START Stored data
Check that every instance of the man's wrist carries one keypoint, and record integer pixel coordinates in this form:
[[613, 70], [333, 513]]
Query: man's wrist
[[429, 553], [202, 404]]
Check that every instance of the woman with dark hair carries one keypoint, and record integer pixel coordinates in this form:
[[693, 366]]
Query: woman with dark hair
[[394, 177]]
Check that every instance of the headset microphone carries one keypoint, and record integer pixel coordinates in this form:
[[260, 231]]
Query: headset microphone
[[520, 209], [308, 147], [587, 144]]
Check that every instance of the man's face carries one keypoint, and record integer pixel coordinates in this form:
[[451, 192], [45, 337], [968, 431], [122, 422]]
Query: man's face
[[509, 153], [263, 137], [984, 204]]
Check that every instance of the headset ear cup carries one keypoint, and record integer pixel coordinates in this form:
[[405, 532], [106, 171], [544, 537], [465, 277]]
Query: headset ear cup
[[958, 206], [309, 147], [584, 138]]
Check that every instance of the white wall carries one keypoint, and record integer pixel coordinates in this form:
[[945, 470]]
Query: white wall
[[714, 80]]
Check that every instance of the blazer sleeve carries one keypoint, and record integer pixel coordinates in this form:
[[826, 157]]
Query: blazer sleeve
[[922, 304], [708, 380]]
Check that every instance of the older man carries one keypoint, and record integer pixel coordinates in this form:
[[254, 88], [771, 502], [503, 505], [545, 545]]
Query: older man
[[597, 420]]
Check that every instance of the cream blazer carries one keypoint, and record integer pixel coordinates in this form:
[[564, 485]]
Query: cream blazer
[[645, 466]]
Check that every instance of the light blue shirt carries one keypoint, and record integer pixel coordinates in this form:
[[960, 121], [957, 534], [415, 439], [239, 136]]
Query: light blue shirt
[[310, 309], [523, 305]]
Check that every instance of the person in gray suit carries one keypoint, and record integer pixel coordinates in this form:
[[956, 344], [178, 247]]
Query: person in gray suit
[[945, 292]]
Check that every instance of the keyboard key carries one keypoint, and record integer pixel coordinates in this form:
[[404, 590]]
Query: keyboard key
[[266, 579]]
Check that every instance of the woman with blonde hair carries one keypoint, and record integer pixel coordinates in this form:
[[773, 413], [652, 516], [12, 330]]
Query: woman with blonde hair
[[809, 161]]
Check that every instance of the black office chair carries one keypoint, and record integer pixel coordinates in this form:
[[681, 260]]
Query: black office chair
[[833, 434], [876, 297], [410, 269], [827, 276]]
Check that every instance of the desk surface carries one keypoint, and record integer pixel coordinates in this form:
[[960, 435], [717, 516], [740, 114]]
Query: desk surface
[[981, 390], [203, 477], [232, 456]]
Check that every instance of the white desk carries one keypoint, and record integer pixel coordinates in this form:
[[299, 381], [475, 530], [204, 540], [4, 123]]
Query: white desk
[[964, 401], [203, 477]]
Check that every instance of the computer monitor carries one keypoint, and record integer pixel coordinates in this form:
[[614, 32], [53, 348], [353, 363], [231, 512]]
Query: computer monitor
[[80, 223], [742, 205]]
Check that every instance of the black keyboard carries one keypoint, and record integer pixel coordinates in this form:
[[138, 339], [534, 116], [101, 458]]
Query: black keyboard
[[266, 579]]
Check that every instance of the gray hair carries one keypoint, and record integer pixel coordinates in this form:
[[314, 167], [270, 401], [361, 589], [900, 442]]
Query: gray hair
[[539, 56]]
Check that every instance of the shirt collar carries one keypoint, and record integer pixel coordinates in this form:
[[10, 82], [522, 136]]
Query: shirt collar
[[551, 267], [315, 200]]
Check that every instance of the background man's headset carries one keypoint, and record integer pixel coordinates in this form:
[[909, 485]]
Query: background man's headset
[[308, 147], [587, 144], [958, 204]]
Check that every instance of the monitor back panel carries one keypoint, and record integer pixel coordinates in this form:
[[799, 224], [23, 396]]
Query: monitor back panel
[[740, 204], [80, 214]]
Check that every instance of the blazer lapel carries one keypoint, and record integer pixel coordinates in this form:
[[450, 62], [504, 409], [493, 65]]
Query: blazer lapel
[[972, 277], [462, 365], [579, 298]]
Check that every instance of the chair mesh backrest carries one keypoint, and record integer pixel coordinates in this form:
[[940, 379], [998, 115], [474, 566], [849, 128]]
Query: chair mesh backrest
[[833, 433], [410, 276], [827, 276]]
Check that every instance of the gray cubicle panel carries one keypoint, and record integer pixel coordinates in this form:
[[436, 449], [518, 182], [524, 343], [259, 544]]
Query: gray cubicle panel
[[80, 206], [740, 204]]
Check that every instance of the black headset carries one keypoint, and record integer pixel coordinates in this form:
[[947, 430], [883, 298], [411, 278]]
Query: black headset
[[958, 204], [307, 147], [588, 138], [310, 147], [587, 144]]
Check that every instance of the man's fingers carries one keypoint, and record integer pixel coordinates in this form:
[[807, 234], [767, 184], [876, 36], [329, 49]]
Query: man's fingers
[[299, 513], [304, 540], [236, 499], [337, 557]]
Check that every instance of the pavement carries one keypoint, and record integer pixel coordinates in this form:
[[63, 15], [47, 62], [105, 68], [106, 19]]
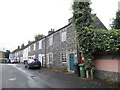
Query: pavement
[[17, 76]]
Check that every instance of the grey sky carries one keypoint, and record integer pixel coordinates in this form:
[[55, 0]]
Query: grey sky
[[21, 20]]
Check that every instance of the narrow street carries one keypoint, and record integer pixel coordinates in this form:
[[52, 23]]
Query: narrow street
[[16, 76]]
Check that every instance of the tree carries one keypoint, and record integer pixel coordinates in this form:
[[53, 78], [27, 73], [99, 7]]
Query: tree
[[116, 22], [82, 21], [7, 53]]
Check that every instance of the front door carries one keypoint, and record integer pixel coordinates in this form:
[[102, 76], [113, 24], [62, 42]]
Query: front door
[[71, 57]]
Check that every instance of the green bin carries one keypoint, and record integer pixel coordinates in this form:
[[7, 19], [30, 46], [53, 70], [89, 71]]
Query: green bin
[[82, 70]]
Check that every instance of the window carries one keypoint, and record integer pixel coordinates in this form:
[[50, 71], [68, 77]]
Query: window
[[51, 40], [34, 47], [63, 56], [50, 57], [40, 44], [63, 36], [29, 49]]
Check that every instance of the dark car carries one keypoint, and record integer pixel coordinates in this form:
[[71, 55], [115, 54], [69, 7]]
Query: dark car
[[33, 63]]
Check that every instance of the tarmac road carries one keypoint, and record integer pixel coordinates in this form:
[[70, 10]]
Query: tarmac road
[[17, 76]]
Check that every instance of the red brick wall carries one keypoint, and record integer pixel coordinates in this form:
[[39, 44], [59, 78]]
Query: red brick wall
[[107, 65]]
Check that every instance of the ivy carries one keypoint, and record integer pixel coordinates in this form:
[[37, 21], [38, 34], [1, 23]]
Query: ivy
[[90, 40]]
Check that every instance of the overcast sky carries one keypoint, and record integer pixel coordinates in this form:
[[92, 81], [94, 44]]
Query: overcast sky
[[21, 20]]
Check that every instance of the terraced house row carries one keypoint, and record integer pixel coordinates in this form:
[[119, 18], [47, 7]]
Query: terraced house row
[[59, 50]]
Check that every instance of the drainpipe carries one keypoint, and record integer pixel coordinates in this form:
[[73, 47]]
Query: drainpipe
[[45, 52], [78, 55]]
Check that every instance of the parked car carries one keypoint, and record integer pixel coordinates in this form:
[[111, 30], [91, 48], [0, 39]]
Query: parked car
[[24, 61], [15, 61], [33, 63]]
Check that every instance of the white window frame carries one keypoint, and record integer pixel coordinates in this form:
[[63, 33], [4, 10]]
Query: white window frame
[[50, 58], [63, 36]]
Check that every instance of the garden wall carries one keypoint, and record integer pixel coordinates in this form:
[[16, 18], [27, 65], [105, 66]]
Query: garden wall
[[107, 66]]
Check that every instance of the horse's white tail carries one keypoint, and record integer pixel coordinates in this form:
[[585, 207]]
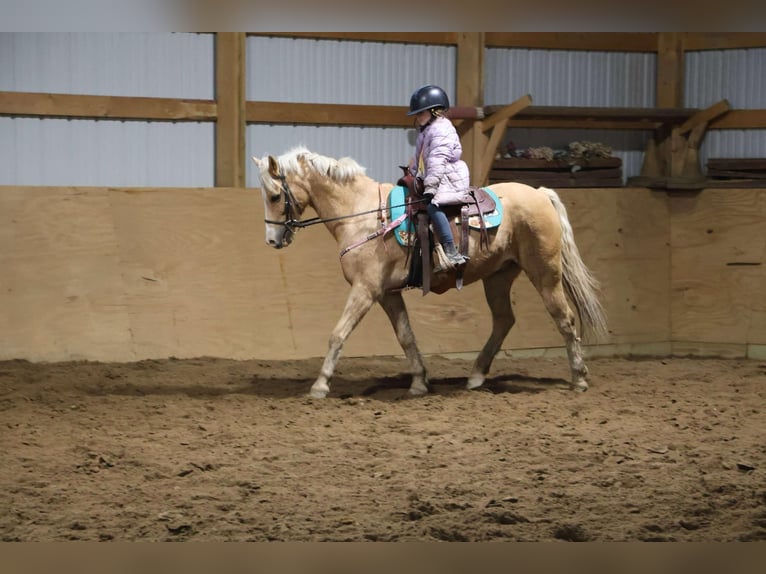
END Stored data
Stated task
Can you recast the listing lines from the one containing "Check that every instance of the blazer sleeve" through the one containing "[[922, 304], [708, 380]]", inclusive, as a numbered list without any blank lines?

Solution to the problem
1. Check that every instance of the blazer sleeve carries one keypoint, and record integer pixel coordinates in this form:
2. [[826, 157]]
3. Query: blazer sleeve
4. [[922, 304], [708, 380]]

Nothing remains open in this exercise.